Referring expression pointing data:

┄┄┄┄┄┄

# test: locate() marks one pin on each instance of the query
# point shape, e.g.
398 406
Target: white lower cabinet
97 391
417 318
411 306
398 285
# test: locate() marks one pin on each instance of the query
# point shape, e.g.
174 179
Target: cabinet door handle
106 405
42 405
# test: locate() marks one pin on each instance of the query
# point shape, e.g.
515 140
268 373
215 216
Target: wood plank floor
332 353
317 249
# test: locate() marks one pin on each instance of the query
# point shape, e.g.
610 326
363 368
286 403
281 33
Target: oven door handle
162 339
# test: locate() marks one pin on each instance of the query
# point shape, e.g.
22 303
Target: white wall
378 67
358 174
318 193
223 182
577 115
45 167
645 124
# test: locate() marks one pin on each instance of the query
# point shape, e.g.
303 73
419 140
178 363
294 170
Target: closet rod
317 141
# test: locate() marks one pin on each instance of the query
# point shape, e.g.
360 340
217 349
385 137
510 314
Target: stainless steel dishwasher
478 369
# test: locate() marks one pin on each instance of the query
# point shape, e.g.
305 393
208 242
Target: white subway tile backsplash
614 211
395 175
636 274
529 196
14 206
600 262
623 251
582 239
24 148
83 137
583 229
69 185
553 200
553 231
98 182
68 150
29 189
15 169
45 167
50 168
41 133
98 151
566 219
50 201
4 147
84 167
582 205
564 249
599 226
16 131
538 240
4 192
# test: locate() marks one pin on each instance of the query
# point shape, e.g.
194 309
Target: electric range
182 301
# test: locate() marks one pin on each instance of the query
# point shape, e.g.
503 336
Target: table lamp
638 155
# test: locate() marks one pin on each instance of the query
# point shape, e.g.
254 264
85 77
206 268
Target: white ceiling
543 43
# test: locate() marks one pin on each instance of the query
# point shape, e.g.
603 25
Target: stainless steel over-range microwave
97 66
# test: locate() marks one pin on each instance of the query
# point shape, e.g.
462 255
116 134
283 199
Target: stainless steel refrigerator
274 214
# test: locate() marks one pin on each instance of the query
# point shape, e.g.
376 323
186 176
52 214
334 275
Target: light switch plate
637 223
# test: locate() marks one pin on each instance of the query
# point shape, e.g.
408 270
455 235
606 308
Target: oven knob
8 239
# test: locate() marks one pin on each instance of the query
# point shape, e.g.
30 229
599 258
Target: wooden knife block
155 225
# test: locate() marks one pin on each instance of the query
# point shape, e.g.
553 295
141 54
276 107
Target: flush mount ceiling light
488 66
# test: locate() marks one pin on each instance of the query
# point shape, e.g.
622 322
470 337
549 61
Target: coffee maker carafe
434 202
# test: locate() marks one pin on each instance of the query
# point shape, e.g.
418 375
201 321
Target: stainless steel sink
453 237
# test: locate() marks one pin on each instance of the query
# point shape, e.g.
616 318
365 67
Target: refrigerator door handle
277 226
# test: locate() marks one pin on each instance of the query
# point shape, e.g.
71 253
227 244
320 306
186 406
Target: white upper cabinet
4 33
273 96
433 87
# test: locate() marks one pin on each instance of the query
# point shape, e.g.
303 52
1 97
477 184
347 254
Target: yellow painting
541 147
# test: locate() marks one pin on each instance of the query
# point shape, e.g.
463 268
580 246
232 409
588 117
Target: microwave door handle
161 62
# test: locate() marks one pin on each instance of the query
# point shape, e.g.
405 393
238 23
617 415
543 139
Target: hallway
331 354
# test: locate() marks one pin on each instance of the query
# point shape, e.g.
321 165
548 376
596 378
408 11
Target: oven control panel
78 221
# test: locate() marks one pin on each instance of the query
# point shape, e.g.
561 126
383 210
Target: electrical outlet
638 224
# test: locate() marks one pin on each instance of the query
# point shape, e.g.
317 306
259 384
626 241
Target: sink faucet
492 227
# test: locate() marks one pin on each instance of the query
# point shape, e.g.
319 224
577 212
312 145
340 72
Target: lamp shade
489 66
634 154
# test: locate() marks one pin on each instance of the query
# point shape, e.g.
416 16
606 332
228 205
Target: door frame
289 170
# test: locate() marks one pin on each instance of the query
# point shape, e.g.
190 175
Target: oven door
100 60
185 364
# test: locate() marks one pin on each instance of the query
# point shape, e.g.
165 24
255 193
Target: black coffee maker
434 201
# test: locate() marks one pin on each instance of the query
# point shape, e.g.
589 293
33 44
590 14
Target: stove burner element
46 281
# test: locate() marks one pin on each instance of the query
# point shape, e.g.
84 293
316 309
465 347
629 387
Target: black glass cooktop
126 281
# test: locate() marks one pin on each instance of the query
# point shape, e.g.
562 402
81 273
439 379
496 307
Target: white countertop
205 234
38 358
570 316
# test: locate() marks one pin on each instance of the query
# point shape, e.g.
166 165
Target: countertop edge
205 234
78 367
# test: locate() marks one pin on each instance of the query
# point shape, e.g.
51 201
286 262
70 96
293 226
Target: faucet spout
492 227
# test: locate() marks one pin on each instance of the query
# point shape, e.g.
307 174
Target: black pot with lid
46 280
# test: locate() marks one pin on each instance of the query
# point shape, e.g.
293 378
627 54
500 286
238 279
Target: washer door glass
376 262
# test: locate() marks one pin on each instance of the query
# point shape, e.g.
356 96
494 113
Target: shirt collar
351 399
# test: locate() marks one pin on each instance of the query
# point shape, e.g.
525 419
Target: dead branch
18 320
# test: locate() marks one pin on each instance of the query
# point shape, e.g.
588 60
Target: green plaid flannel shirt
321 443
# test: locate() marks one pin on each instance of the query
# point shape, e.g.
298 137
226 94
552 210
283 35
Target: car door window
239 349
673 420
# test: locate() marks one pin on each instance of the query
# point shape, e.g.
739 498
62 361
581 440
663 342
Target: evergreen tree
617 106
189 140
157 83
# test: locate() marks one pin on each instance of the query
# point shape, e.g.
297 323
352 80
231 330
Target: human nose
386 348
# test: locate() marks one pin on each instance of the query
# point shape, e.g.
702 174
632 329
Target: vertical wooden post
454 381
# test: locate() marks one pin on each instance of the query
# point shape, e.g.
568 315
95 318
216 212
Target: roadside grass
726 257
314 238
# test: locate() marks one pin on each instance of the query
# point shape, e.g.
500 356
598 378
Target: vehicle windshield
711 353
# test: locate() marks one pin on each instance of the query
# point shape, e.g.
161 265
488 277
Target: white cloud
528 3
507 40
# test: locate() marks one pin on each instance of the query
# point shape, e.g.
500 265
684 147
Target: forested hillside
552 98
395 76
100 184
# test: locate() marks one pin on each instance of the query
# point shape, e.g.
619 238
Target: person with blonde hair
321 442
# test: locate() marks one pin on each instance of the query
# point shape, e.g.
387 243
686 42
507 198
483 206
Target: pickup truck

┄┄┄┄┄┄

▶ **Work to complete**
Each record above must be given again exactly as written.

▶ **Response area**
# test: locate() marks one pin on each instance of the query
# point shape, e.g.
398 406
Target: white lower cabinet
97 391
417 318
411 306
398 285
# test: locate() marks one pin on each instance of the query
# point shape, e.g.
174 179
Target: cabinet door handle
106 405
42 405
# test: locate() marks one pin on each instance of the query
# point shape, e.g.
515 140
268 373
215 216
Target: wood plank floor
332 353
317 249
# test: locate() marks one pin on each instance of the query
# point shape, e.g.
610 326
363 368
286 403
281 33
Target: oven door handle
162 339
# test: locate() marks one pin on each instance of the query
# point shape, e.g.
22 303
Target: white wall
378 67
358 174
318 193
223 182
577 115
45 167
645 124
# test: locate() marks one pin on each instance of the query
# point shape, e.g.
303 73
419 140
178 363
294 170
Target: closet rod
317 141
# test: locate() marks one pin on each instance of the query
# point shape, e.g.
360 340
217 349
385 137
510 314
Target: stainless steel dishwasher
478 369
# test: locate() marks one pin on each instance of the query
# point shape, e.g.
305 393
208 242
Target: white subway tile backsplash
614 211
395 175
636 274
529 196
14 206
600 262
623 251
582 239
24 148
83 137
583 229
69 185
553 200
553 231
98 182
68 150
29 189
15 169
45 167
50 168
41 133
98 151
566 219
50 201
4 147
84 167
582 205
564 249
599 226
16 131
538 240
4 192
# test: locate() marks one pin on each instance of the query
# point shape, e.g.
194 309
Target: electric range
182 301
# test: locate() marks one pin on each instance of the query
# point shape, e.g.
503 336
Target: table lamp
638 155
# test: locate() marks one pin on each instance of the query
# point shape, e.g.
254 264
85 77
206 268
Target: white ceiling
543 43
# test: locate() marks one pin on each instance of the query
# point shape, e.g.
603 25
Target: stainless steel over-range microwave
97 66
# test: locate() marks one pin on each instance of the query
# point shape, e.g.
462 255
116 134
283 199
Target: stainless steel refrigerator
274 214
# test: locate() marks one pin on each instance of the query
# point shape, e.g.
376 323
186 176
52 214
334 275
Target: light switch plate
637 223
# test: locate() marks one pin on each instance of the query
# point shape, e.g.
408 270
455 235
606 308
Target: oven knob
8 239
# test: locate() marks one pin on each instance of the query
# point shape, e.g.
30 229
599 258
Target: wooden knife block
155 225
# test: locate() marks one pin on each instance of the query
# point shape, e.g.
553 295
141 54
276 107
Target: flush mount ceiling light
488 66
# test: locate() marks one pin on each instance of the query
# point shape, e.g.
622 322
470 337
549 61
Target: coffee maker carafe
434 202
# test: locate() marks one pin on each instance of the query
# point shape, e.g.
418 375
201 321
Target: stainless steel sink
453 237
# test: locate() marks one pin on each instance of the query
# point shape, e.g.
616 318
365 67
Target: refrigerator door handle
277 226
# test: locate() marks one pin on each instance of the query
# point shape, e.g.
71 253
227 244
320 306
186 406
Target: white upper cabinet
4 33
273 96
433 87
# test: locate() marks one pin on each instance of the query
# point shape, e.g.
303 52
1 97
477 184
347 254
Target: yellow painting
541 147
# test: locate() marks one pin on each instance of the query
# point shape, e.g.
463 268
580 246
232 409
588 117
Target: microwave door handle
161 62
# test: locate() marks one pin on each instance of the query
# point shape, e.g.
405 393
238 23
617 415
543 139
Target: hallway
331 354
# test: locate() marks one pin on each instance of the query
# point shape, e.g.
321 165
548 376
596 378
408 11
Target: oven control panel
78 221
# test: locate() marks one pin on each instance of the query
# point shape, e.g.
561 126
383 210
Target: electrical outlet
638 224
# test: locate() marks one pin on each instance of the query
# point shape, e.g.
317 306
259 384
626 241
Target: sink faucet
492 227
# test: locate() marks one pin on each instance of the query
# point shape, e.g.
319 224
577 212
312 145
340 72
Target: lamp shade
489 66
634 154
# test: locate() marks one pin on each instance of the query
# point shape, e.g.
416 16
606 332
228 205
Target: door frame
289 170
# test: locate() marks one pin on each instance of the query
# point shape, e.g.
190 175
Target: oven door
100 60
185 364
# test: locate() marks one pin on each instance of the query
# point shape, e.g.
165 24
255 193
Target: black coffee maker
434 201
# test: locate() marks one pin on each instance of the query
# point shape, e.g.
589 293
33 44
590 14
Target: stove burner element
46 281
# test: locate() marks one pin on each instance of the query
# point shape, e.g.
84 293
316 309
465 347
629 387
Target: black glass cooktop
126 281
# test: locate() marks one pin on each instance of the query
# point shape, e.g.
562 402
81 273
439 379
496 307
Target: white countertop
205 234
38 358
570 316
# test: locate() marks one pin on each instance of the query
# point shape, e.g.
166 165
Target: countertop edge
205 234
78 367
# test: locate() marks one pin on each instance of the query
# point shape, e.g.
51 201
286 262
70 96
293 226
Target: faucet spout
492 227
# test: locate() marks one pin on each instance of the query
# point shape, e.g.
307 174
Target: black pot with lid
46 280
# test: locate() marks one pin on each instance of the query
# point shape, e.g.
293 378
627 54
500 286
238 279
Target: washer door glass
376 262
# test: locate() marks one pin on each instance of the query
# point shape, e.g.
356 96
494 113
Target: shirt collar
351 399
# test: locate() marks one pin on each instance of the query
# point shape, e.g.
525 419
Target: dead branch
18 320
# test: locate() marks one pin on each instance of the query
# point shape, e.g.
588 60
Target: green plaid flannel shirt
321 443
# test: locate() marks one pin on each instance of the query
# point shape, e.g.
298 137
226 94
552 210
283 35
Target: car door window
239 349
673 420
# test: locate() marks one pin on each instance of the query
# point shape, e.g.
739 498
62 361
581 440
663 342
Target: evergreen tree
617 106
189 140
157 83
# test: locate() marks one pin on each instance of the query
# point shape, e.g.
297 323
352 80
231 330
Target: human nose
386 348
# test: locate() marks one pin on each instance of the query
# point shape, e.g.
702 174
632 329
Target: vertical wooden post
454 381
# test: locate() marks one pin on each instance of the query
# point shape, e.g.
568 315
95 318
216 212
Target: roadside grass
726 257
314 238
# test: locate() marks one pin on each instance of the query
# point shape, e.g.
500 356
598 378
Target: vehicle windshield
711 353
# test: locate() marks one pin on each instance of the query
# point shape, e.g.
161 265
488 277
Target: white cloud
528 3
507 40
# test: locate() marks one pin on each instance of the query
# point shape, e.g.
500 265
684 147
Target: forested hillside
552 98
395 76
100 184
# test: locate() marks one pin on each instance of the query
# point shape, e.g.
619 238
Target: person with blonde hair
321 442
# test: locate() marks one pin on each instance of the query
# point shape, e.g.
387 243
686 42
507 198
483 206
Target: pickup truck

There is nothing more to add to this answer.